The production rate of the SEGD process of the present invention is expected to be higher due to higher quality and higher temperature steaming, and some viscosity reduction from CO2 solvent effect. Oil recovery is expected to be higher with top gas or water zone, comparable to other similar top zone formations. The steam oil ratio and fuel consumption are expected to be significantly lower.
The capital costs are expected to be lower due to significant reduction in plant costs and steam lines offset by costs of the horizontal water injection well and the downhole in situ combustion well or burner. The operating costs are expected to be lower due to the lower energy requirement as illustrated in Table 1, less water treatment, no steam generation at the surface and lower facility maintenance costs.
TABLE 1
Example of Energy Requirement for SEGD Production -
U.S. Units
Heat, Energy,
Vol., b Mass, lb mbtu/lb mbtu Energy, MJ
Recov. Oil 1.0 355 0.5 63.9 67.4
Res. Oil 0.1 35 0.5 6.4 6.7
Con. Water 0.3 105 1.022 38.6 40.7
Rock 2.8 2449 0.24 211.6 223.2
Subtotal 4.2 2944 0.109 320.5 338.1
Hot Gas VR 1.3 4.4 1202 5.3 5.6
Overburden 170 179
Reservoir 134 141
Total 630 664

The above energy requirement example based on extracting 1 b of oil was estimated using a reservoir temperature of 50° F. (10° C.), and a SAGD temperature of 410° F. (210° C.).
In reference to the original reservoir: the total volume is 4.2 b; the recovered oil (Recov. Oil) is 1 b, the residual oil (Res. Oil) is 0.1 b; the connate water (Con. Water) is 0.3 b; and the rock volume (Rock) is 2.8 b.
After reservoir extraction: the total volume is 4.2 b; the residual oil is 0.1 b; the rock volume is 2.5 b; and the hot gases (Hot Gas VR) is 1.3 b. The net extracted volumes are estimated to be: the production volume is 1.3 b; the production oil is 1.0 b; and the production water is 0.3 b.
With reference to the above example, an example of combustion volumes for the SEGD production of the present invention can be estimated. Using 630 mbtu as the energy required to produce 1 b of oil, then injection gases would be: 700 mscf of methane; and 1400 mscf of O2.
Combustion generates 700 mbtu gross energy or 630 mbtu of net energy. Combustion products are steam and CO2 (reaction: CH4+2O2→2H2O+CO2). The gaseous volumes are: 1400 mscf of H2O; and 700 mscf of CO2. With masses of: 66.5 lbm of H2O; and 81.2 lbm of CO2. Liquid water is 0.19 b.
The following CO2 volumes at different conditions can then be estimated at:
Hot reservoir (200° C., 2000 kPaa)−9.8 b;
Cold reservoir (10° C., 2000 kPaa)−5.1 b;
Liquid CO2 (16° C., 5200 kPaa)−0.27 b; and
Liquid CO2 (10° C., 4500 kPaa)−0.26 b.
The CO2 can be stored as a liquid in the SEGD reservoir or in a nearby formation at the CO2 liquid pressure and temperature.
It can be appreciated that any liquid or gas fuel source can be used in the fuel tubing, and even solids fuels, such as but not limited to, pulverized solid fuels, asphaltenes or coke packed in a cylindrical shape along with the oxygen supply line. After combustion, the ash is washed out and a new solid fuel pack with the oxygen supply line can be used.
◇ ◇ ◇ ◇ ◇ ◇ ◇
Required tasks
1. Using the SEGD passage, decide whether each statement agrees with it: (a) the energy example used a reservoir temperature of 50° F.; (b) capital costs are expected to be higher; (c) combustion products are steam and CO2. Answer yes or no for each, quoting the deciding words.
2. Please extract the portion of the SEGD passage from "After reservoir extraction: the" to "mscf of O2.", copied word for word.
3. Write what comes next in the SEGD passage, picking up after its final sentence.
The data below comes from a different source than the SEGD passage.

[A run of records]
◇ ◇ ◇ ◇ ◇ ◇ ◇
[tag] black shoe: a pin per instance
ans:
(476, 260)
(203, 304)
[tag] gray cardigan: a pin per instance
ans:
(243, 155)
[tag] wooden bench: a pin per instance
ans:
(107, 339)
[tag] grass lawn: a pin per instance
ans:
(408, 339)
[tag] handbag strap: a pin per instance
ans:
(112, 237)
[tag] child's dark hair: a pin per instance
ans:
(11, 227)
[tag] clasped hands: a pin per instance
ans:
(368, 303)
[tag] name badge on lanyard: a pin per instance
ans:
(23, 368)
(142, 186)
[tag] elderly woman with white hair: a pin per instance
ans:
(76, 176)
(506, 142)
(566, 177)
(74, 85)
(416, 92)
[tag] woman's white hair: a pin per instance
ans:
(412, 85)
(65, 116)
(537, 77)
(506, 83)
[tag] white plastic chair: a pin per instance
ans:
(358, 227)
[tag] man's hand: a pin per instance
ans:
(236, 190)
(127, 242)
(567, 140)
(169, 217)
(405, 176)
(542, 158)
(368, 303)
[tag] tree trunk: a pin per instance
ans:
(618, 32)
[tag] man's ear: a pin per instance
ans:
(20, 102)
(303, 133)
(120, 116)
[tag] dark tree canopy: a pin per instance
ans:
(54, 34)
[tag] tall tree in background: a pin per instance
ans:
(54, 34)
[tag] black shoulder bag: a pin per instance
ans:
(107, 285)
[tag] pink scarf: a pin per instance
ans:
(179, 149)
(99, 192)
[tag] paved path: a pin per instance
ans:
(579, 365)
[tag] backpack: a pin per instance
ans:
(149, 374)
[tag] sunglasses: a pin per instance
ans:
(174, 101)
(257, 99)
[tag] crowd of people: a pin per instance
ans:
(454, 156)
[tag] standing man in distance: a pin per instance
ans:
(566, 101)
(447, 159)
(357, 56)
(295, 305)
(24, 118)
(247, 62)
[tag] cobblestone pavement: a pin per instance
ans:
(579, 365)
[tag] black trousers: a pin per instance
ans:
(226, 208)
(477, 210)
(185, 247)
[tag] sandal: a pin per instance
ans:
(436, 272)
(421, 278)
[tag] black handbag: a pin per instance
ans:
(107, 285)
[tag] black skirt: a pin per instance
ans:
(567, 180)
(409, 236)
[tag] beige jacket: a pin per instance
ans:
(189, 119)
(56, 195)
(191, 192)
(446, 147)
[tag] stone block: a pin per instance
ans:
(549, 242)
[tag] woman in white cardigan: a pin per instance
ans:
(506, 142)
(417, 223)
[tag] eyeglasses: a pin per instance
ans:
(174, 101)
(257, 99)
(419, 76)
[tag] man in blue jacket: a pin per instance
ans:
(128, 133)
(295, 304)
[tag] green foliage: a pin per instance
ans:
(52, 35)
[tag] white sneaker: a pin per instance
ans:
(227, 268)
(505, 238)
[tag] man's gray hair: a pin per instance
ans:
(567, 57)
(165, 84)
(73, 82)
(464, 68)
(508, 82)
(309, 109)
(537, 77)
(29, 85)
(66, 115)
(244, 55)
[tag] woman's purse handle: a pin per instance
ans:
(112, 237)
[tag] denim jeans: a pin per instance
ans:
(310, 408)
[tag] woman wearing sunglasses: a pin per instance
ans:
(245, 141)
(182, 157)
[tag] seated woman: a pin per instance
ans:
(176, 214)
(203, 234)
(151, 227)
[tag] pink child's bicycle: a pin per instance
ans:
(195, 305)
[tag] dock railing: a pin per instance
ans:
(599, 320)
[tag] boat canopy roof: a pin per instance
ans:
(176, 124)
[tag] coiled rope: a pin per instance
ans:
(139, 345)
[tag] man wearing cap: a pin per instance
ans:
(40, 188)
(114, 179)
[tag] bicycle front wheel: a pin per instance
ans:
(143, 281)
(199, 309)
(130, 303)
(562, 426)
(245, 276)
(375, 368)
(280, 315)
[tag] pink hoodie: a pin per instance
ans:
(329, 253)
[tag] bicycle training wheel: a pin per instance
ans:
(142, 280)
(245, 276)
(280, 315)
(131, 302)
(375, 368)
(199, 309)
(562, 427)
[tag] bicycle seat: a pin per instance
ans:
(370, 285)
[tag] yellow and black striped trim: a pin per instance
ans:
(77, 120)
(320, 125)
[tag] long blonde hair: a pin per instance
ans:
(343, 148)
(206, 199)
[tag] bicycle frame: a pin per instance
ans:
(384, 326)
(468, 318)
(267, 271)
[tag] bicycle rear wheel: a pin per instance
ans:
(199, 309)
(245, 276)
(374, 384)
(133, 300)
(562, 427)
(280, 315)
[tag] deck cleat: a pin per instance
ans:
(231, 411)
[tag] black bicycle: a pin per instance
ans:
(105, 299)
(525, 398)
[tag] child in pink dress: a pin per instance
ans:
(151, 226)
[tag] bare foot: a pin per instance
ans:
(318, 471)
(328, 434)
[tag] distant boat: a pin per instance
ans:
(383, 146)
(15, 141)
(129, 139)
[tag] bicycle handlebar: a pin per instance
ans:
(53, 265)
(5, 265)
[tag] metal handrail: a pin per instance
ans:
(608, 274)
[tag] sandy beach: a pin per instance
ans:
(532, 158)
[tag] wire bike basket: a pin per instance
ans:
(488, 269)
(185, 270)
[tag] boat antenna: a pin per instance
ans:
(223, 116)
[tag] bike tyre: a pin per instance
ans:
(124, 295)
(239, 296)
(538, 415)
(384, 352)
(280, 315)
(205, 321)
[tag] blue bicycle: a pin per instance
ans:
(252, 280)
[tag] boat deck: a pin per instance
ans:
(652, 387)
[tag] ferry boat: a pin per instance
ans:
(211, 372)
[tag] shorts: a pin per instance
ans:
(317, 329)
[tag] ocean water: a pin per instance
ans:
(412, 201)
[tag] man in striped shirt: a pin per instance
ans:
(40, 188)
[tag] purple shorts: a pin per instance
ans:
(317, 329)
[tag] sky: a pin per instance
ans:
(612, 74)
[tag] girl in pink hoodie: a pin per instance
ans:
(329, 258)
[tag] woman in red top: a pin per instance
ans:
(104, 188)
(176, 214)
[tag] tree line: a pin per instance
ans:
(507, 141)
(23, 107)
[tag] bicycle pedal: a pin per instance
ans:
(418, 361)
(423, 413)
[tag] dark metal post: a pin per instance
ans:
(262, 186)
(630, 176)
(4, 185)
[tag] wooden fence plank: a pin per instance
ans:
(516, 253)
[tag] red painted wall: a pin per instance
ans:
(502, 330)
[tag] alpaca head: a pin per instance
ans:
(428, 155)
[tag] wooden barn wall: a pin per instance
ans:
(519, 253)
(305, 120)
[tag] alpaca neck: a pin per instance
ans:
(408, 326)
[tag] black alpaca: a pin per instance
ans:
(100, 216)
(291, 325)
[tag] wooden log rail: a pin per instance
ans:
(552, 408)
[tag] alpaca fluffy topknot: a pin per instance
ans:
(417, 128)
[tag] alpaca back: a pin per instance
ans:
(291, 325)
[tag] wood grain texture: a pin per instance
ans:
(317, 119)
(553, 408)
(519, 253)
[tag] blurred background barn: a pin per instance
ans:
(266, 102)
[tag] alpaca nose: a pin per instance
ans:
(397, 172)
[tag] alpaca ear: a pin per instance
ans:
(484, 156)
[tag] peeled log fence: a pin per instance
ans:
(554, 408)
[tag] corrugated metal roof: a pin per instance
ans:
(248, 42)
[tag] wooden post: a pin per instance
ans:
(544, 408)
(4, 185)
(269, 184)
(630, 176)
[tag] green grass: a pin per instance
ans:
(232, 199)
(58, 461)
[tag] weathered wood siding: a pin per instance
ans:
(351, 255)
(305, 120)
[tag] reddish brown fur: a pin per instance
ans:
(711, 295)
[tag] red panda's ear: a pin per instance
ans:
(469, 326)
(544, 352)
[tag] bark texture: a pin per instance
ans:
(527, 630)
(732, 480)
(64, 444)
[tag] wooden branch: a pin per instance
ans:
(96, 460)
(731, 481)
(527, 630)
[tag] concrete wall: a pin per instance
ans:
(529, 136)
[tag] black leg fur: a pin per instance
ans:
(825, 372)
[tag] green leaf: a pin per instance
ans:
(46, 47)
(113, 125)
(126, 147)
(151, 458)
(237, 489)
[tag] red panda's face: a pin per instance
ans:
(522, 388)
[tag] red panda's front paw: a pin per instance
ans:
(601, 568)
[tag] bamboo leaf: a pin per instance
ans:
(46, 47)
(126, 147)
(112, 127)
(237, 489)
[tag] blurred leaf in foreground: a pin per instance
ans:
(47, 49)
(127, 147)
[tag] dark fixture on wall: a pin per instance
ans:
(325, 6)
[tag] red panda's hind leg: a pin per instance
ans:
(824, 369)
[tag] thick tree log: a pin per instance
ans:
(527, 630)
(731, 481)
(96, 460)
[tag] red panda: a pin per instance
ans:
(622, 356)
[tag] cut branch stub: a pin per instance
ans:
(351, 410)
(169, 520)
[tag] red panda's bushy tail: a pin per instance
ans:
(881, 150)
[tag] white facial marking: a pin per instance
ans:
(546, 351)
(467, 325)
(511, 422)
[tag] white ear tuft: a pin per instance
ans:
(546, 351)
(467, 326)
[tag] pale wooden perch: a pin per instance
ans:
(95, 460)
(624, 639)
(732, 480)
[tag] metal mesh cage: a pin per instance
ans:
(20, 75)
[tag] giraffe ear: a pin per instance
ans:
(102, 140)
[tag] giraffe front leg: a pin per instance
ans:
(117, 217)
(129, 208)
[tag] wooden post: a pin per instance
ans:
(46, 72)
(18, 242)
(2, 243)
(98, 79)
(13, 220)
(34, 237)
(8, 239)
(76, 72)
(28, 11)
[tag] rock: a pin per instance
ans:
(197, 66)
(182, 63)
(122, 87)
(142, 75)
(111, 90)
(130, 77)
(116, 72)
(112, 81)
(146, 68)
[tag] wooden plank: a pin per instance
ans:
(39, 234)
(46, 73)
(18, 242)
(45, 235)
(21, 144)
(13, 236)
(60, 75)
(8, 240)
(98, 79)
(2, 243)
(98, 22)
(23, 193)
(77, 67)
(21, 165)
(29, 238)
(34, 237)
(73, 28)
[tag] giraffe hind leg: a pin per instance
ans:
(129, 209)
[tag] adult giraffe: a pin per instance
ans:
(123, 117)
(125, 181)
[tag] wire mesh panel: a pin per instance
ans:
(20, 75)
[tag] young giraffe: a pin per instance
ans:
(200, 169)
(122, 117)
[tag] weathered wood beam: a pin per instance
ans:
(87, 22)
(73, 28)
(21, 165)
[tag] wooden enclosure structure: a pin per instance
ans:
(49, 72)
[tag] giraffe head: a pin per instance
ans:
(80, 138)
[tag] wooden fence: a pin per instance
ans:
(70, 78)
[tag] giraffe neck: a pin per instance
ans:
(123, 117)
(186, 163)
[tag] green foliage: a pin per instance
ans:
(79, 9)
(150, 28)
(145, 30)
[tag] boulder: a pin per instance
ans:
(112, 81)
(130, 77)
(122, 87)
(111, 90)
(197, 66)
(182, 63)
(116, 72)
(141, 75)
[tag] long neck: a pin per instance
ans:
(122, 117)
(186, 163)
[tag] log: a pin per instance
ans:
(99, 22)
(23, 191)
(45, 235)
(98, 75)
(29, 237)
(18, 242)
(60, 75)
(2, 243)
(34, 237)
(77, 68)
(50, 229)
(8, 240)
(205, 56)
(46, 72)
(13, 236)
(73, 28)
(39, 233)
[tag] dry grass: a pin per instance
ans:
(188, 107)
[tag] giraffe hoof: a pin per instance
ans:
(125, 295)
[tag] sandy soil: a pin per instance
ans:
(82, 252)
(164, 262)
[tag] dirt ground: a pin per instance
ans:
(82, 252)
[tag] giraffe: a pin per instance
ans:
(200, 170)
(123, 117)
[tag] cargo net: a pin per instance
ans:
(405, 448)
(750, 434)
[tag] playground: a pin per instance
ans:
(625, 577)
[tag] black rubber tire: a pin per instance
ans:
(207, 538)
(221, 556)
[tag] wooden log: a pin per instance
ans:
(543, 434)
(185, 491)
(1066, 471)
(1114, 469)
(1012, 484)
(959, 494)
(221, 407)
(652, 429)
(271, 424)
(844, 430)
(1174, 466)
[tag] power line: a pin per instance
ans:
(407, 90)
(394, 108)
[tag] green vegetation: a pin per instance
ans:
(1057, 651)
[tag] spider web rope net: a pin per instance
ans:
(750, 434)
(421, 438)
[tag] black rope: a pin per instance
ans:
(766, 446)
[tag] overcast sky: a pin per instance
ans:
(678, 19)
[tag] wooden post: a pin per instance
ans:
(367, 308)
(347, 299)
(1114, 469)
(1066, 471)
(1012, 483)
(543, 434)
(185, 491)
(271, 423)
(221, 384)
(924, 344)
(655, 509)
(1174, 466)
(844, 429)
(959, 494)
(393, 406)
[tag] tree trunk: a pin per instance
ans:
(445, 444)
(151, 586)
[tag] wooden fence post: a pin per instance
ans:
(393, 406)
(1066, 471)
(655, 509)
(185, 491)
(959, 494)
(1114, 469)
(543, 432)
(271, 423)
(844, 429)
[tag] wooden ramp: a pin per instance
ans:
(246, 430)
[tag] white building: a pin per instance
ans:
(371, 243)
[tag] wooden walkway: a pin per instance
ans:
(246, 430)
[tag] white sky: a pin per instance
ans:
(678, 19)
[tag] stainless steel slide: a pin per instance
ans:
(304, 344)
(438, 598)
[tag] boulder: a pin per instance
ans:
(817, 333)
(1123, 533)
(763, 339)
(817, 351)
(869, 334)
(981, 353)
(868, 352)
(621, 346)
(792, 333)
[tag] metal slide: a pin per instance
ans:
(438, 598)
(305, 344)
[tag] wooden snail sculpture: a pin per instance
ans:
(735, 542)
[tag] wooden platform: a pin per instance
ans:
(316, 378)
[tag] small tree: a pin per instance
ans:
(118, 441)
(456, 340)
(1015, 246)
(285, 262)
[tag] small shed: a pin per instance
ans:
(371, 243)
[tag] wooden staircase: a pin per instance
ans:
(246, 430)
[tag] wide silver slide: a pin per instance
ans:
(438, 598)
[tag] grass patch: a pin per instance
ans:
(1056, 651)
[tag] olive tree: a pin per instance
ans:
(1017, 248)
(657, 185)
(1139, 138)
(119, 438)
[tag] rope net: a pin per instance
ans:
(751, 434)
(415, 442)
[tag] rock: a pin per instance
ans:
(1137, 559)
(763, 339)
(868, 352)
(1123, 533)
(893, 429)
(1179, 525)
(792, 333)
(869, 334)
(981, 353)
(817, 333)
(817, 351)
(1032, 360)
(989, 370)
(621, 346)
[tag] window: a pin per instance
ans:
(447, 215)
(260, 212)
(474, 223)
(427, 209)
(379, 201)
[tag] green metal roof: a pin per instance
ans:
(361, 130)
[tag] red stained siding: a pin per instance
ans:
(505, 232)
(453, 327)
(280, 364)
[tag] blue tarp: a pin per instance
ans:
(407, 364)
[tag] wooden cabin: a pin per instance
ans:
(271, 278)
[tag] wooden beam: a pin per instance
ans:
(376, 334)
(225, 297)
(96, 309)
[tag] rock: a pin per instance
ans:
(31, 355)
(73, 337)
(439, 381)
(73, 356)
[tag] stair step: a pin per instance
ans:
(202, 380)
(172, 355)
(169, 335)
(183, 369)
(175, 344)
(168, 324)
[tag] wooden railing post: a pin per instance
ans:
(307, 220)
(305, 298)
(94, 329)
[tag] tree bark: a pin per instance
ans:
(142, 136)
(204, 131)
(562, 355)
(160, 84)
◇ ◇ ◇ ◇ ◇ ◇ ◇
Answers to the tasks
1.
(a) Yes: "was estimated using a reservoir temperature of 50° F. (10° C.)"
(b) No: "The capital costs are expected to be lower"
(c) Yes: "Combustion products are steam and CO2"

2.
After reservoir extraction: the total volume is 4.2 b; the residual oil is 0.1 b; the rock volume is 2.5 b; and the hot gases (Hot Gas VR) is 1.3 b. The net extracted volumes are estimated to be: the production volume is 1.3 b; the production oil is 1.0 b; and the production water is 0.3 b.
With reference to the above example, an example of combustion volumes for the SEGD production of the present invention can be estimated. Using 630 mbtu as the energy required to produce 1 b of oil, then injection gases would be: 700 mscf of methane; and 1400 mscf of O2.

3.
While embodiments of the steam environmentally generated drainage system and method have been described in detail, it should be apparent that modifications and variations thereto are possible, all of which fall within the true spirit and scope of the invention. With respect to the above description then, it is to be realized that the optimum dimensional relationships for the parts of the invention, to include variations in size, materials, shape, form, function and manner of operation, assembly and use, are deemed readily apparent and obvious to one skilled in the art, and all equivalent relationships to those illustrated in the drawings and described in the specification are intended to be encompassed by the present invention. For example, any suitable sturdy material for use in subterranean formations may be used. And although producing hydrocarbons from a formation using in situ steam generation and gravity drainage have been described, it should be appreciated that the steam environmentally generated drainage system and method herein described is also suitable for changing the physical and/or chemical characteristics of a material in a subterranean formation.
Therefore, the foregoing is considered as illustrative only of the principles of the invention. Further, since numerous modifications and changes will readily occur to those skilled in the art, it is not desired to limit the invention to the exact construction and operation shown and described, and accordingly, all suitable modifications and equivalents may be resorted to, falling within the scope of the invention.

Claims (18)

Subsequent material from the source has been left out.